*INSTRUCTIONS TO FOLLOW*
Print the complete set of entries exactly.

*Saved entries*
==*==

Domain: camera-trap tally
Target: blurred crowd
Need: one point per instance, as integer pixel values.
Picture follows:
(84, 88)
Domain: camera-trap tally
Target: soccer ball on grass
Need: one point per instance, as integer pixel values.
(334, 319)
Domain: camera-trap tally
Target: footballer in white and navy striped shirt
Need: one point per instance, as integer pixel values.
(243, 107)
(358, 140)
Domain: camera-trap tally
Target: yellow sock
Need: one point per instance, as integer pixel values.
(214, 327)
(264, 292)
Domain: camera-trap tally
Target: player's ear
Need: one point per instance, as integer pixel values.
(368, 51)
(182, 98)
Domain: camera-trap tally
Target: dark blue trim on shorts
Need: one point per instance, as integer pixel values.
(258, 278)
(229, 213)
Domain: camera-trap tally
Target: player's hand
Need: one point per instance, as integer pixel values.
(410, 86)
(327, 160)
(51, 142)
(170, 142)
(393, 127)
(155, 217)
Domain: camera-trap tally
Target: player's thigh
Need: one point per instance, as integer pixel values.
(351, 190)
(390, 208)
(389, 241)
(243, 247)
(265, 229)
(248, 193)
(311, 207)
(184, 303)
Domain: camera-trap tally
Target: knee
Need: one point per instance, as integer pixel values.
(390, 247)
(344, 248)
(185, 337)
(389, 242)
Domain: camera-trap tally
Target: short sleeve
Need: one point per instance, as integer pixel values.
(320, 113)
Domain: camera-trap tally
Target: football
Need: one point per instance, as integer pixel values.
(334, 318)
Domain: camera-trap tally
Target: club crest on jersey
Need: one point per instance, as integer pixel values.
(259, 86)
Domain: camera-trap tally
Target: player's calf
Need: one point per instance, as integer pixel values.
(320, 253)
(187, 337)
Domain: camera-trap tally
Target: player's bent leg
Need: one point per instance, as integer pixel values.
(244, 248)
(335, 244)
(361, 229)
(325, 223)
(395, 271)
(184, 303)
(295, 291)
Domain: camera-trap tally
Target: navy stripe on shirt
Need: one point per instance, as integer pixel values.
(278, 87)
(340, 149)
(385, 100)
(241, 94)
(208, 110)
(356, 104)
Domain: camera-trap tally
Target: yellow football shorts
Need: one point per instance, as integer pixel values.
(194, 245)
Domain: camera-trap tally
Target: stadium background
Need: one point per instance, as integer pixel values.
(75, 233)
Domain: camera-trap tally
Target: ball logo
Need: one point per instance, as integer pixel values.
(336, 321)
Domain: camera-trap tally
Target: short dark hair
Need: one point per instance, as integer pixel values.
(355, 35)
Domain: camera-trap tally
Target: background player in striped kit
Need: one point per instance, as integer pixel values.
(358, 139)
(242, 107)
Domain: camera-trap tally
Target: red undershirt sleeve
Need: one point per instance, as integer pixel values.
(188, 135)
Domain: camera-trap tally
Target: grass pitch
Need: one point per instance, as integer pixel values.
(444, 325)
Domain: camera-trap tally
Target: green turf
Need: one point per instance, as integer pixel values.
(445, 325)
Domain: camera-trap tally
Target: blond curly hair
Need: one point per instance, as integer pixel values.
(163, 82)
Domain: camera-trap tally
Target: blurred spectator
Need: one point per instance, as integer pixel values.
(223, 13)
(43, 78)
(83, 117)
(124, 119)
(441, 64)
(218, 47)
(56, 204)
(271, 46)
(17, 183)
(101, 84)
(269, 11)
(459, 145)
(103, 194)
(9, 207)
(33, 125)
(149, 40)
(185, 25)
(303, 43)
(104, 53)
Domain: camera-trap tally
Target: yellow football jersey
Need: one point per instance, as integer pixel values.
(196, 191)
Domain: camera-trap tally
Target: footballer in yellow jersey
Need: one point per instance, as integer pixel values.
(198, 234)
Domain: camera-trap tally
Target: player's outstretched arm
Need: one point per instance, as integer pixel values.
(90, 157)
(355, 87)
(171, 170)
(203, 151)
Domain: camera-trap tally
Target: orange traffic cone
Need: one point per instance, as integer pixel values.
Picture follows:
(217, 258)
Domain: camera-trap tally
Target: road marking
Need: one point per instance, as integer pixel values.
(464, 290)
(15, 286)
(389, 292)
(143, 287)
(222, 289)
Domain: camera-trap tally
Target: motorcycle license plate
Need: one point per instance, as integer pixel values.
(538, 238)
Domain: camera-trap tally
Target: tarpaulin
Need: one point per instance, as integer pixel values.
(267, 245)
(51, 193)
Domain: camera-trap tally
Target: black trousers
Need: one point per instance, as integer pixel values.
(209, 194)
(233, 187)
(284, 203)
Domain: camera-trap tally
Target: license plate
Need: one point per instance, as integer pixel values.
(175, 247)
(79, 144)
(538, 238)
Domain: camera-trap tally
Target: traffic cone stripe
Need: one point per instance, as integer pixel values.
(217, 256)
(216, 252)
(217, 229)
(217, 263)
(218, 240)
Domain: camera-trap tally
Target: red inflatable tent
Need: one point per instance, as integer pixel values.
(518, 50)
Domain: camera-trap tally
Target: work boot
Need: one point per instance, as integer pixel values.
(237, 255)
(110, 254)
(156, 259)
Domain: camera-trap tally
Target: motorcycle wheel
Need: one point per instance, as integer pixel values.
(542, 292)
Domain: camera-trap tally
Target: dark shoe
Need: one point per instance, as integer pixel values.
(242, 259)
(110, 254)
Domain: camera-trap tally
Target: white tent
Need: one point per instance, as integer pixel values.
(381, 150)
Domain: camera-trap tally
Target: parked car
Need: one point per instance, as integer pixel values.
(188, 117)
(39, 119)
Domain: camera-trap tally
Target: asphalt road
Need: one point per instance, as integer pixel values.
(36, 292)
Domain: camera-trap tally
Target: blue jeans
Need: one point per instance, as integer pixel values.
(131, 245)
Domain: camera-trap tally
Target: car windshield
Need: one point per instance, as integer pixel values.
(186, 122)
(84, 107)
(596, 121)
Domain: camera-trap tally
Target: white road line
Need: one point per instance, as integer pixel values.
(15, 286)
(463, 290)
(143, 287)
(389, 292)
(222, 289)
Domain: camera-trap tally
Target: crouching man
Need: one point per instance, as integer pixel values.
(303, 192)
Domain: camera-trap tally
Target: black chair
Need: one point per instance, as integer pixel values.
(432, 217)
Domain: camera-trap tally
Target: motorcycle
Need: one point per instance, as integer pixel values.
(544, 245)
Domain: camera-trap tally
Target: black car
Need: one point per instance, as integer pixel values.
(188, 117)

==*==

*WORKED SOLUTION*
Domain: camera-trap tally
Target: blurred crowd
Need: one point per instance, as integer pixel values.
Picture follows:
(84, 88)
Domain: camera-trap tally
Target: soccer ball on grass
Need: one point per instance, as integer pixel values.
(334, 319)
Domain: camera-trap tally
Target: footballer in white and navy striped shirt
Need: one point per instance, as integer pixel values.
(243, 107)
(358, 140)
Domain: camera-trap tally
Target: yellow sock
Need: one point per instance, as integer pixel values.
(214, 327)
(264, 292)
Domain: camera-trap tally
Target: player's ear
Need: one point per instance, as integer pixel values.
(368, 51)
(182, 98)
Domain: camera-trap tally
Target: dark blue trim on shorts
Need: one point per instance, as integer pixel values.
(258, 278)
(229, 213)
Domain: camera-trap tally
Target: player's hand
Need: one point per instance, as integer pixel values.
(410, 86)
(327, 160)
(51, 142)
(170, 142)
(393, 127)
(155, 217)
Domain: camera-trap tally
Target: player's thigh
Need: one point per instance, as integer pixel values.
(351, 190)
(390, 208)
(389, 241)
(243, 247)
(265, 229)
(248, 193)
(311, 207)
(184, 303)
Domain: camera-trap tally
Target: knee
Need: one point per instance, as integer pixel values.
(390, 247)
(344, 248)
(185, 337)
(389, 242)
Domain: camera-trap tally
Target: short sleeve
Need: one point per instance, as integer pixel values.
(320, 113)
Domain: camera-trap tally
Target: football
Need: one point per instance, as integer pixel values.
(334, 318)
Domain: camera-trap tally
Target: club crest on jersey
Need: one point per instance, as integer pixel values.
(259, 86)
Domain: camera-trap tally
Target: player's calf
Need: one point per instance, as integer pixel values.
(320, 253)
(187, 337)
Domain: camera-trap tally
Target: player's bent leg
Need: one point per instance, as integer pixel values.
(244, 248)
(335, 244)
(361, 229)
(325, 223)
(395, 271)
(184, 303)
(295, 291)
Domain: camera-trap tally
Target: navy stripe on shirt
Need: one point per instance, as integer pixel values.
(278, 87)
(340, 149)
(385, 100)
(241, 94)
(208, 110)
(356, 104)
Domain: camera-trap tally
Target: yellow football shorts
Need: one point per instance, as integer pixel values.
(194, 245)
Domain: camera-trap tally
Target: stadium background
Need: one point per instance, as integer pixel values.
(75, 233)
Domain: camera-trap tally
Target: ball logo
Need: one point per instance, as integer pixel values.
(336, 321)
Domain: camera-trap tally
Target: short dark hair
Need: one point per instance, as integer pixel values.
(355, 35)
Domain: camera-trap tally
Target: background player in striped kit
Need: one point per instance, as integer pixel values.
(358, 139)
(242, 107)
Domain: camera-trap tally
Target: red undershirt sleeve
Need: one point per instance, as integer pixel values.
(188, 135)
Domain: camera-trap tally
Target: grass pitch
Need: one point per instance, as integer pixel values.
(444, 325)
Domain: camera-trap tally
Target: green turf
Need: one point per instance, as integer pixel values.
(445, 325)
Domain: camera-trap tally
Target: blond curly hair
Need: one point per instance, as integer pixel values.
(163, 82)
Domain: camera-trap tally
Target: blurred spectator
Need: one point per instance, as integer pixel values.
(223, 13)
(43, 78)
(83, 117)
(124, 119)
(441, 64)
(218, 47)
(56, 204)
(271, 46)
(17, 183)
(101, 84)
(269, 11)
(459, 145)
(103, 194)
(9, 207)
(33, 125)
(149, 40)
(185, 25)
(303, 43)
(104, 53)
Domain: camera-trap tally
Target: yellow football jersey
Need: one point per instance, as integer pixel values.
(196, 191)
Domain: camera-trap tally
Target: footballer in yellow jersey
Need: one point per instance, as integer pixel values.
(198, 234)
Domain: camera-trap tally
Target: player's outstretched arm
Need: one point per instance, as integer pixel values.
(90, 157)
(355, 87)
(171, 170)
(203, 151)
Domain: camera-trap tally
Target: orange traffic cone
Need: one point per instance, as integer pixel values.
Picture follows:
(217, 258)
Domain: camera-trap tally
Target: road marking
Need: one point per instance, as integer pixel values.
(464, 290)
(15, 286)
(389, 292)
(143, 287)
(222, 289)
Domain: camera-trap tally
Target: motorcycle license plate
Need: one point per instance, as integer pixel values.
(538, 238)
Domain: camera-trap tally
Target: tarpaulin
Need: one point per instance, as integer pixel values.
(267, 245)
(51, 193)
Domain: camera-trap tally
Target: black trousers
Need: one point per instance, as integer pixel values.
(209, 194)
(233, 187)
(284, 203)
Domain: camera-trap tally
Target: license plate
Need: one point per instance, as integer pixel values.
(175, 247)
(79, 144)
(538, 238)
Domain: camera-trap tally
Target: traffic cone stripe
Need: one point per instance, as integer pixel values.
(217, 256)
(216, 252)
(217, 229)
(217, 263)
(218, 240)
Domain: camera-trap tally
Target: red inflatable tent
Need: one point per instance, as integer pixel values.
(518, 50)
Domain: camera-trap tally
Target: work boot
Need: one point per instance, as integer pixel values.
(237, 255)
(110, 254)
(156, 259)
Domain: camera-trap tally
Target: motorcycle wheel
Need: one point per instance, as integer pixel values.
(542, 292)
Domain: camera-trap tally
Target: dark shoe
Need: one point per instance, as integer pixel values.
(242, 259)
(110, 254)
Domain: camera-trap tally
Target: white tent
Need: one point per instance, as integer pixel values.
(381, 150)
Domain: camera-trap tally
Target: parked car
Need: one point per instance, as integer pixel values.
(188, 117)
(39, 119)
Domain: camera-trap tally
Target: asphalt road
Need: one point per instance, as integer pixel values.
(36, 292)
Domain: camera-trap tally
Target: blue jeans
Need: one point per instance, as integer pixel values.
(131, 245)
Domain: camera-trap tally
Target: car windshield
Need: one point per instance, as integer pixel values.
(186, 122)
(84, 107)
(596, 121)
Domain: camera-trap tally
Target: white road line
Need: one point per instance, as integer pixel values.
(15, 286)
(463, 290)
(143, 287)
(389, 292)
(222, 289)
Domain: camera-trap tally
Target: crouching man
Need: one point per instance, as integer pixel values.
(303, 192)
Domain: camera-trap tally
Target: black chair
Need: one point per instance, as integer pixel values.
(432, 217)
Domain: camera-trap tally
Target: motorcycle
Need: one point per instance, as integer pixel values.
(544, 245)
Domain: camera-trap tally
Target: black car
Need: one point per instance, as integer pixel values.
(188, 117)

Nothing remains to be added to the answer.